What you need to do: If a line in the data holds the string "tree", list it.

[[ Raw data, beginning ]]

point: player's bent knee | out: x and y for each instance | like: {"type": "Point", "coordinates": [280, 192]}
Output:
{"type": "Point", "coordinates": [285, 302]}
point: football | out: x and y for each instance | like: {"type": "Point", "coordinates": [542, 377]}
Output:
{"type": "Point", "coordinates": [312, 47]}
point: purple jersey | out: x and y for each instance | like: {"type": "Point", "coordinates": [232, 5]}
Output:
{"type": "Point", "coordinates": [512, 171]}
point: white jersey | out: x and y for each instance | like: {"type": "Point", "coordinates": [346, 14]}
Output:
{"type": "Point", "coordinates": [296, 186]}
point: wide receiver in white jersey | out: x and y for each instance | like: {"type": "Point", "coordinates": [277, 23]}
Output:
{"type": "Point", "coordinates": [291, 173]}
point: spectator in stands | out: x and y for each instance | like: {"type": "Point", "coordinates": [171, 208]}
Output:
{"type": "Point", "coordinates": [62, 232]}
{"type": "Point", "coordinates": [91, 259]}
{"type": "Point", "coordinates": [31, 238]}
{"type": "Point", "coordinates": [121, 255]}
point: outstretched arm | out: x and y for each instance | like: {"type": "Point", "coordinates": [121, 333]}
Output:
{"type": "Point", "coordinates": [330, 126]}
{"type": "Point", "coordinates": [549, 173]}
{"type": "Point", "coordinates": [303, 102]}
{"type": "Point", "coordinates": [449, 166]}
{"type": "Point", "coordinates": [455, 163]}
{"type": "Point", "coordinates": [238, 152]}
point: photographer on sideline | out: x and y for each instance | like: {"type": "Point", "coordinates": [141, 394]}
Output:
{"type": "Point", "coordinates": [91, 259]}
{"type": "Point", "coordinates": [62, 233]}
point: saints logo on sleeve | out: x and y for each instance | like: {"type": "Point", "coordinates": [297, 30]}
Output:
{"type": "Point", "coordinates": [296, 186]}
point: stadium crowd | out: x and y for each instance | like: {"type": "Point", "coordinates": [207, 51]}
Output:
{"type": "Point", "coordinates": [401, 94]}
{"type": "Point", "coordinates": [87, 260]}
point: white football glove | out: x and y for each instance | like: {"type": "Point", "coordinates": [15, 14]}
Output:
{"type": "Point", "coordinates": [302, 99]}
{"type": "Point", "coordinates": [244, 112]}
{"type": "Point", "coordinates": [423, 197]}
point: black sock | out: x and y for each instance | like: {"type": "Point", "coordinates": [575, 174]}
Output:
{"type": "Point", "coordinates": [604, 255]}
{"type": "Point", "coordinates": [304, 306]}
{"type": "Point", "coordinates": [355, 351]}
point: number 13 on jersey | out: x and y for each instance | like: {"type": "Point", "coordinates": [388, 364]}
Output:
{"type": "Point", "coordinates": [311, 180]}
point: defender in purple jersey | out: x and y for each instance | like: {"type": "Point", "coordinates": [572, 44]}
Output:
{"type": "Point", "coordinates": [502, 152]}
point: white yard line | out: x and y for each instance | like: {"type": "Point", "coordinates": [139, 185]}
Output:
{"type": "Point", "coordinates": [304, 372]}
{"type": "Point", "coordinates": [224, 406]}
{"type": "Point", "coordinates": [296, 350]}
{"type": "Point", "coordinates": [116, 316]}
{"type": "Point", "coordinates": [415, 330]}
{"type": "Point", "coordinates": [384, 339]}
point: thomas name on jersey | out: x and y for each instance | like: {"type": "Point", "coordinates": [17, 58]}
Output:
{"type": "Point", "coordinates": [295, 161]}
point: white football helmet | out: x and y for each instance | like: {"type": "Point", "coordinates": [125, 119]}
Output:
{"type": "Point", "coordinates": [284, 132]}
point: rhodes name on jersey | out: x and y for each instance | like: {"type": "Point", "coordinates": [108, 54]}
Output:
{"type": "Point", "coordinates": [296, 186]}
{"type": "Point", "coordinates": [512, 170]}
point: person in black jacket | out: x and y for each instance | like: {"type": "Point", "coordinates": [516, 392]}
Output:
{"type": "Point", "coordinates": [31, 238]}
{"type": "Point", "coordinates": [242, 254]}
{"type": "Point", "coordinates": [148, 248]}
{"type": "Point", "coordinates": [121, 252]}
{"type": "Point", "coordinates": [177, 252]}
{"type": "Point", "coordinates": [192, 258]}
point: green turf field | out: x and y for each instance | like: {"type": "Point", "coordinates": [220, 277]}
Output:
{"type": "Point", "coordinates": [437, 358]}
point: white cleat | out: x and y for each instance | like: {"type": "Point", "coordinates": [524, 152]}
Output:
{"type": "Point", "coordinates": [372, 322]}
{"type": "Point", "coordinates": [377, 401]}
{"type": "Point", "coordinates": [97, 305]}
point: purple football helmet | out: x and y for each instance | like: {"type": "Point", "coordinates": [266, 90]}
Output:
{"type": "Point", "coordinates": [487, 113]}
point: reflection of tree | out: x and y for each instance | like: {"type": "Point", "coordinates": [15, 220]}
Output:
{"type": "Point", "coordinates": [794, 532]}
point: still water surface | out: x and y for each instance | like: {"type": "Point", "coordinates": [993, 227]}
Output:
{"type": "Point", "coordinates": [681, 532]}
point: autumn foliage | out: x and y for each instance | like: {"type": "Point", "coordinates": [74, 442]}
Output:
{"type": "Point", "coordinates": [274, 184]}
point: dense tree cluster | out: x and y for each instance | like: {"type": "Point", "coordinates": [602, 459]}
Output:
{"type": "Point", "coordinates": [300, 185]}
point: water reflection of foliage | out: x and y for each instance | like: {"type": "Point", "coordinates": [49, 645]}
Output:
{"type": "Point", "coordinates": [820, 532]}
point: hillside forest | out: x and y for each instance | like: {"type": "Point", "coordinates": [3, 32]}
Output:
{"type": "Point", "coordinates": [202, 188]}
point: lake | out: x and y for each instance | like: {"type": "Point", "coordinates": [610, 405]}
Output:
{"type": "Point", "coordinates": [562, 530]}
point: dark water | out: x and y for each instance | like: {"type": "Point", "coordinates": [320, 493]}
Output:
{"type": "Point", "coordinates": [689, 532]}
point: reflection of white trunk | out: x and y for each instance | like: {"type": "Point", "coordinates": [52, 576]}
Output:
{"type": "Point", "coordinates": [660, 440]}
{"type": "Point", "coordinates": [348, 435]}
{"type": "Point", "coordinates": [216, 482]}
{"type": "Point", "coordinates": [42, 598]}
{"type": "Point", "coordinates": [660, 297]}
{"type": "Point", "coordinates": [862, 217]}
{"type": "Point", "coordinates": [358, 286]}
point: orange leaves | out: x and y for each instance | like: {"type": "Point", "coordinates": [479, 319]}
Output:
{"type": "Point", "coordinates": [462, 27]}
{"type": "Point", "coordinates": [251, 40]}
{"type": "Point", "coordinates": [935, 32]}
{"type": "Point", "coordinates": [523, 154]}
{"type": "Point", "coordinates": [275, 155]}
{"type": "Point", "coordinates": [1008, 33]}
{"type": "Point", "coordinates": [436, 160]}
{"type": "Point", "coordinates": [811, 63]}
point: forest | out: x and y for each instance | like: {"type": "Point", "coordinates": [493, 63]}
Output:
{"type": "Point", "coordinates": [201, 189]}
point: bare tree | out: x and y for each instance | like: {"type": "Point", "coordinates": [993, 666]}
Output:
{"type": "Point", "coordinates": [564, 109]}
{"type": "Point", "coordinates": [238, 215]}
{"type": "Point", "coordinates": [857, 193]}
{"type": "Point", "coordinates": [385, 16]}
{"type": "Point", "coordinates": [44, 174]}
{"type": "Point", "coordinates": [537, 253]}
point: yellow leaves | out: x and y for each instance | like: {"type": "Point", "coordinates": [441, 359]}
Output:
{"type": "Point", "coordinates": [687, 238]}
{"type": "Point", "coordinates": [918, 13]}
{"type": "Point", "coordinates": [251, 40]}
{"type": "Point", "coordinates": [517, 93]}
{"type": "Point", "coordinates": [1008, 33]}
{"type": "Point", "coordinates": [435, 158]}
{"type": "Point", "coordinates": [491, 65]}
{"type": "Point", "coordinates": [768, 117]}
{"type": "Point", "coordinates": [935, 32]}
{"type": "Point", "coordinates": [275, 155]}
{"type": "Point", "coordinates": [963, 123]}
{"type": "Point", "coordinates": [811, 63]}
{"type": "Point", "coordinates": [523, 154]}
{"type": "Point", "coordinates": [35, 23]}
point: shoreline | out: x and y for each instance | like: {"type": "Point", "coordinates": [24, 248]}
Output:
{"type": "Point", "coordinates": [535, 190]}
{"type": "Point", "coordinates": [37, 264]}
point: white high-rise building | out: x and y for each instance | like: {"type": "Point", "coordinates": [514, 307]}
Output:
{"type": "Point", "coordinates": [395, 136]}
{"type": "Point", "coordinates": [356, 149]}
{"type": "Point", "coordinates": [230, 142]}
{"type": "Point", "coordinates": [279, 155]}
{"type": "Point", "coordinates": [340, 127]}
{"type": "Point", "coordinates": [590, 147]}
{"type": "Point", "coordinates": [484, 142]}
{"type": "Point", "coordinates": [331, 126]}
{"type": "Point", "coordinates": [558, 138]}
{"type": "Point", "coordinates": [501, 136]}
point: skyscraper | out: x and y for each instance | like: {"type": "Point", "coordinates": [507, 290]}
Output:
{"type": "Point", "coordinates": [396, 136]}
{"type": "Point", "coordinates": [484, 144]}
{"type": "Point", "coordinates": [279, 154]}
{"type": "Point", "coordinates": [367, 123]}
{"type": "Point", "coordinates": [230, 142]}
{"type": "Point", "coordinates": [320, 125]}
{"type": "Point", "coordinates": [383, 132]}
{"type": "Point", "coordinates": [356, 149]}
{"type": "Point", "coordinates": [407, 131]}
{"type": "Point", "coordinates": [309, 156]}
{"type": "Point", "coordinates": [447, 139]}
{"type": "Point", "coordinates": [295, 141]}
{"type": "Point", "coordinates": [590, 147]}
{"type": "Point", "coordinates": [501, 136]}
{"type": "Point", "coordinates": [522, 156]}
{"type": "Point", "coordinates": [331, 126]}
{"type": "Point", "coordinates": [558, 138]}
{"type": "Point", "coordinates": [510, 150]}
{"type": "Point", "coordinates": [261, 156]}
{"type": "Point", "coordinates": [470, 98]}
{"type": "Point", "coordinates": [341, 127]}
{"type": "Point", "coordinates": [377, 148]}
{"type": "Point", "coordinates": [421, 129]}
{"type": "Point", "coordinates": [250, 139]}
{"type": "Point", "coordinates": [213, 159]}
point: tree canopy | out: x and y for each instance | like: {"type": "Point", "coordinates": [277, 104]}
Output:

[[ Raw data, end ]]

Written response:
point: reflection of tree | out: x and y for each instance | like: {"type": "Point", "coordinates": [15, 220]}
point: dense tree cluster | out: x and y for each instance | like: {"type": "Point", "coordinates": [602, 459]}
point: bare tree | out: x and y for each instance | like: {"type": "Point", "coordinates": [993, 666]}
point: tree canopy | out: x and y for each instance | like: {"type": "Point", "coordinates": [277, 104]}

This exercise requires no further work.